(Direction): Format the listing from the line containing "Can you spot the scrap metal debris" through the last line as a Markdown table with two columns, Row and Line, giving each line a row number and omitting blank lines.

(Records for this exercise):

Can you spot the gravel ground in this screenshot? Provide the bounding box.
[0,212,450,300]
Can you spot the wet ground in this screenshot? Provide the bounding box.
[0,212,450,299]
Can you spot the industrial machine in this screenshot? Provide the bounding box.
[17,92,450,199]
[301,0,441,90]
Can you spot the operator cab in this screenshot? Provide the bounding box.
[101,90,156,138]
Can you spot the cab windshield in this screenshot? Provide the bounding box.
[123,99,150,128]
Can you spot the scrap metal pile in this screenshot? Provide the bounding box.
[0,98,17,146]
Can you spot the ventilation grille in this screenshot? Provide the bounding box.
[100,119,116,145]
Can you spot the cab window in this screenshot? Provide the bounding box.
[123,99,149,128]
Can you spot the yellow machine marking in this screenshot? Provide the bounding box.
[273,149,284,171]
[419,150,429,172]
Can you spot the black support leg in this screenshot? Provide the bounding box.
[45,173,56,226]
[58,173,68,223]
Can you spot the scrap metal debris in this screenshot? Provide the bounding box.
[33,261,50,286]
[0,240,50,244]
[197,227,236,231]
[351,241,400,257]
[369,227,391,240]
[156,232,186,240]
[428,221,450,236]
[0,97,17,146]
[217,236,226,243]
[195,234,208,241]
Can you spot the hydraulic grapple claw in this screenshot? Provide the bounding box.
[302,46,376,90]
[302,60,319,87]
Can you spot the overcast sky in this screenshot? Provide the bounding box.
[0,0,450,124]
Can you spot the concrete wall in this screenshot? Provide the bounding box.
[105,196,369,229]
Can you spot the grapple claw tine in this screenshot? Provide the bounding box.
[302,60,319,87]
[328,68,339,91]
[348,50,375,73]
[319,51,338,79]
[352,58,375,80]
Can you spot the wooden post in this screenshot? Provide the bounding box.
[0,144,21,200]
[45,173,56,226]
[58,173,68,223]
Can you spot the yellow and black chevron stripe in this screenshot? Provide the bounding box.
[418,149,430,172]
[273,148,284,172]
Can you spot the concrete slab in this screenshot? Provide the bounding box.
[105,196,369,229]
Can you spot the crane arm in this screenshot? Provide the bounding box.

(Final answer):
| Row | Line |
|---|---|
| 1 | Can you spot the scrap metal debris in this screenshot? Provide the bounding box. |
| 2 | [33,261,50,286] |
| 3 | [0,240,50,244] |
| 4 | [197,227,236,231] |
| 5 | [351,241,400,257] |
| 6 | [369,227,391,240] |
| 7 | [156,232,186,240] |
| 8 | [428,221,450,236] |
| 9 | [0,97,17,146] |
| 10 | [217,236,226,243] |
| 11 | [195,234,208,241] |
| 12 | Can you spot the hydraulic grapple claw in this screenshot? Provide the bounding box. |
| 13 | [302,46,376,90] |
| 14 | [302,60,319,87] |
| 15 | Can you spot the overcast sky in this screenshot? Provide the bounding box. |
| 16 | [0,0,450,124] |
| 17 | Can you spot the concrete wall in this screenshot? Provide the bounding box. |
| 18 | [105,196,369,229] |
| 19 | Can you spot the grapple claw tine in this screenshot? Provide the bounding box. |
| 20 | [302,60,319,87] |
| 21 | [328,68,339,91] |
| 22 | [348,50,375,73] |
| 23 | [319,51,338,79] |
| 24 | [352,58,375,80] |
| 25 | Can you spot the wooden post in this screenshot? Provide the bounding box. |
| 26 | [0,144,21,200] |
| 27 | [45,173,56,226] |
| 28 | [58,173,68,223] |
| 29 | Can you spot the yellow and black chevron stripe in this screenshot? Provide the bounding box. |
| 30 | [418,149,430,172] |
| 31 | [273,148,284,172] |
| 32 | Can you spot the concrete slab in this screenshot? Provide the bounding box. |
| 33 | [105,196,369,229] |
| 34 | Can you spot the crane arm in this screenshot? Provide the bounding box. |